**What is needed**
Please give again, exactly and in full, each line from the one holding "of the distant" to the end of the listing.

**Material for this exercise**
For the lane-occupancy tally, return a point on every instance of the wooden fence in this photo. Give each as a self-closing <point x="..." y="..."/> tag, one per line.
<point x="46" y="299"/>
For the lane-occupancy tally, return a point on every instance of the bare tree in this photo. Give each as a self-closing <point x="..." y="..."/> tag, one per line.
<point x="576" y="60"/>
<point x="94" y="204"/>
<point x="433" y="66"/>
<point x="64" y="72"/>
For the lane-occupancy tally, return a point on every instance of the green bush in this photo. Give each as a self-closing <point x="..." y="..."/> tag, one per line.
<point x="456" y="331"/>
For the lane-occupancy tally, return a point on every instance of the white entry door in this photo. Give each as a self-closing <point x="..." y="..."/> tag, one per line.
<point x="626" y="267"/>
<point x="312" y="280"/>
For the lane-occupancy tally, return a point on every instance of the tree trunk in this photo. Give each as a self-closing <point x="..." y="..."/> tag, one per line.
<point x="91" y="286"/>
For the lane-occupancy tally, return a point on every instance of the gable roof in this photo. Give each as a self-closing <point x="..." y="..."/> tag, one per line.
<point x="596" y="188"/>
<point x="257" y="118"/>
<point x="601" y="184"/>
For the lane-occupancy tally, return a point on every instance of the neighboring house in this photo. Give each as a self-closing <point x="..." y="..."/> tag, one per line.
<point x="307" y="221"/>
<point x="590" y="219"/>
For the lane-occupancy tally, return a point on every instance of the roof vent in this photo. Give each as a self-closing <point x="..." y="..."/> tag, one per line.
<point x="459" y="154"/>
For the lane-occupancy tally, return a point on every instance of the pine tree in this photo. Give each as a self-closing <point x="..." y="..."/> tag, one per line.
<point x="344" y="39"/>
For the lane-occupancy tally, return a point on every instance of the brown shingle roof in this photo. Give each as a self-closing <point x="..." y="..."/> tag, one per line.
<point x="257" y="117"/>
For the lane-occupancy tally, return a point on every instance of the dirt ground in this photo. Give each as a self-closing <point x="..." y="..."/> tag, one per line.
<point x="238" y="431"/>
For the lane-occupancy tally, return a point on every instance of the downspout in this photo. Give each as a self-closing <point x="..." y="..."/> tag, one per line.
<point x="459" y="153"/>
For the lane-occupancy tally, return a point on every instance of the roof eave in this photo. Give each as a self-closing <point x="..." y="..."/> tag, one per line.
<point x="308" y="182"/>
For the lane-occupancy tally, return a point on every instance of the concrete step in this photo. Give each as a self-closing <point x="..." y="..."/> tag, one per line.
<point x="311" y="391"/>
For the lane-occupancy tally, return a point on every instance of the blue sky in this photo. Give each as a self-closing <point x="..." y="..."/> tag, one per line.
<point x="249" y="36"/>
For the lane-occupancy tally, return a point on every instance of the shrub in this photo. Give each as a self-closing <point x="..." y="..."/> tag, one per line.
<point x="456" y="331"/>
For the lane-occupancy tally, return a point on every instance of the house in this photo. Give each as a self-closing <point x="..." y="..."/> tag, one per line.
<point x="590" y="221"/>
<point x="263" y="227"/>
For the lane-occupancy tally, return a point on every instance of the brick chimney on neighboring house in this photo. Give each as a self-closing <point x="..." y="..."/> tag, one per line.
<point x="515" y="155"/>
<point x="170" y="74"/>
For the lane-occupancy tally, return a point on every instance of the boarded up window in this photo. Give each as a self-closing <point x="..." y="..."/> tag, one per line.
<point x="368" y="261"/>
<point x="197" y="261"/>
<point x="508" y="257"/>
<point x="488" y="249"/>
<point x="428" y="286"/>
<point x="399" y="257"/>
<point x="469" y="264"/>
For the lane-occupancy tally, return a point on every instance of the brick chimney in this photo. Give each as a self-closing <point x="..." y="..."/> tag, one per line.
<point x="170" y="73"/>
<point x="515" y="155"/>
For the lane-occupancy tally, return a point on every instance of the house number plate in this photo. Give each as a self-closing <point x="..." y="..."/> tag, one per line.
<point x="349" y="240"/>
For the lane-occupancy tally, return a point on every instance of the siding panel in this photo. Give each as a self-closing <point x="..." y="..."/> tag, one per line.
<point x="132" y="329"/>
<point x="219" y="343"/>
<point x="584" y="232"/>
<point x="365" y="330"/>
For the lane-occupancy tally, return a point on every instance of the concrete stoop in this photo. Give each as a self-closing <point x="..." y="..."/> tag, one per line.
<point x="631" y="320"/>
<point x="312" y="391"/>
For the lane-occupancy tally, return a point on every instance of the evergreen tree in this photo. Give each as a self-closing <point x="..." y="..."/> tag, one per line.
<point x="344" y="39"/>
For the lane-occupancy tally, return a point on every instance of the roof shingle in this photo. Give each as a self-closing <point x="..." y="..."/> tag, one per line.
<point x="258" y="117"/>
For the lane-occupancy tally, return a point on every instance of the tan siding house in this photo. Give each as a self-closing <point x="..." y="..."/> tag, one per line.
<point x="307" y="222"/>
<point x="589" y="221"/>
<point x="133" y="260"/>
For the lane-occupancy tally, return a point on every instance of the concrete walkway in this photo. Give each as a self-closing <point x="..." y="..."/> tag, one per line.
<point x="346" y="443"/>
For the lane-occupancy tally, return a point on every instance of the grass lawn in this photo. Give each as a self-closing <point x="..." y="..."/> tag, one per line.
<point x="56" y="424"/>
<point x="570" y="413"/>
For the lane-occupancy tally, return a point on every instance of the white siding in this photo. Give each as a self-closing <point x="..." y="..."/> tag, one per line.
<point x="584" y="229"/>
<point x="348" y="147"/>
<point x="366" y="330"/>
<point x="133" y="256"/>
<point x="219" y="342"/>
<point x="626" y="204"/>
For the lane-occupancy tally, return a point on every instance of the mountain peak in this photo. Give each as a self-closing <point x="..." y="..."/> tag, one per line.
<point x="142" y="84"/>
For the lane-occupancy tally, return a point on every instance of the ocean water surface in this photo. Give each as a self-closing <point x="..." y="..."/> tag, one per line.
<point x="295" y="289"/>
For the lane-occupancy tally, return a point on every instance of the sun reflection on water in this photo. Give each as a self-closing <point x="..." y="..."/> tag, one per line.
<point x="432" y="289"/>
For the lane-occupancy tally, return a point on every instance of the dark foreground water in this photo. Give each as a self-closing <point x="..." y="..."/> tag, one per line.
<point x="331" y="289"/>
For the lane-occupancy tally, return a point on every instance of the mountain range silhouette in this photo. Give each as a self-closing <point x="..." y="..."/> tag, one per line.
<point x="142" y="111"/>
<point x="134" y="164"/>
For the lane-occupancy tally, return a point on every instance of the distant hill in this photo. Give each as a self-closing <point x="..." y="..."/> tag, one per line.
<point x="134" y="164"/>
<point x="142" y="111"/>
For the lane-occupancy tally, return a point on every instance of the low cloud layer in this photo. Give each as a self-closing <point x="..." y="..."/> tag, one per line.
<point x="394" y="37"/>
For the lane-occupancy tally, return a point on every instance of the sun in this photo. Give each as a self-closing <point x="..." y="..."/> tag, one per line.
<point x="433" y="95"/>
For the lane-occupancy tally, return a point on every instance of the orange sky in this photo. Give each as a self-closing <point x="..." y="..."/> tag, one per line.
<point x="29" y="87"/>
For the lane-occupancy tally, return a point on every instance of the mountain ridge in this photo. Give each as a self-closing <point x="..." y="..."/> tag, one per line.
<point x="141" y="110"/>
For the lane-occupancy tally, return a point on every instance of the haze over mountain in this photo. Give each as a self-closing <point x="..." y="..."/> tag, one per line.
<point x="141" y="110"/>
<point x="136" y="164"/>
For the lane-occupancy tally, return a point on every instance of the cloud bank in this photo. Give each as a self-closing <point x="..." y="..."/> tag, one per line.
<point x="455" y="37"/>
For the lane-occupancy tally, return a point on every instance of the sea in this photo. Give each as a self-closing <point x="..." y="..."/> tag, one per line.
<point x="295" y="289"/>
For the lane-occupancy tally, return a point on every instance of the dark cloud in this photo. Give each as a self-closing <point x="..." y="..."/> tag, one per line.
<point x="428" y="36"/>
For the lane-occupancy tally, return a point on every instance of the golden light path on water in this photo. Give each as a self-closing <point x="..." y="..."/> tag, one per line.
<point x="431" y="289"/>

**Finished exercise**
For the lane-occupancy tally, return a point on every instance of the distant hill in this photo. Give each as a self-closing <point x="..." y="..."/> tag, one per line.
<point x="134" y="164"/>
<point x="142" y="111"/>
For the lane-occupancy tally, return a point on every instance of the low cloud layer in this photo. Give each as a self-closing <point x="..." y="..."/> tag, one per line.
<point x="394" y="37"/>
For the lane-occupancy tally, return a point on every instance of the sun in this photo. Give each as a self-closing <point x="..." y="..."/> tag, one per line.
<point x="433" y="95"/>
For the lane-occupancy tally, return a point on every instance of the orange sky in this photo. Give each as a self-closing <point x="..." y="..."/> tag, one per line.
<point x="29" y="87"/>
For the lane-occupancy tally, return a point on every instance of the mountain ridge in this photo. Give each as a self-closing <point x="..." y="..."/> tag, one per line.
<point x="141" y="110"/>
For the lane-occupancy tally, return a point on every instance of the haze over mountain in this photo. Give each as a self-closing <point x="..." y="..."/> tag, one per line.
<point x="141" y="110"/>
<point x="136" y="164"/>
For the lane-occupancy tally, return a point on every instance of the cloud bank in this photo. Give each as a self-closing <point x="..." y="..."/> tag, one per line.
<point x="455" y="37"/>
For the lane-occupancy tally, return a point on every instance of the sea in this photo. Give each as a self-closing <point x="..." y="..."/> tag, one per line.
<point x="295" y="289"/>
For the lane-occupancy tally, return a point on every instance of the dark cloud in this photo. Give each as a self-closing <point x="..." y="..."/> tag, one per line.
<point x="428" y="36"/>
For the lane-occupancy tally, return a point on every instance of the golden light path on water in this photo. Give each as a self-closing <point x="..." y="..."/> tag, one per line.
<point x="431" y="289"/>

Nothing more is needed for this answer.